───── Data for this exercise
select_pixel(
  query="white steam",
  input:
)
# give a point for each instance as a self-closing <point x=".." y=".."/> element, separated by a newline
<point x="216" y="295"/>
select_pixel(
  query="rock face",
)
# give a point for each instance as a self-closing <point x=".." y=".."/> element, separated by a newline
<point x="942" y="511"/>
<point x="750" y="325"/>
──────────
What the task asks:
Write the records out again. Each one must match exactly.

Response to this exercise:
select_pixel(
  query="white steam",
  input:
)
# give a point for each instance as a self-closing <point x=".." y=".."/> element, separated by a newline
<point x="216" y="295"/>
select_pixel(
  query="rock face",
)
# give a point for each instance as a self-closing <point x=".." y=".."/> element, separated by a newline
<point x="942" y="511"/>
<point x="750" y="325"/>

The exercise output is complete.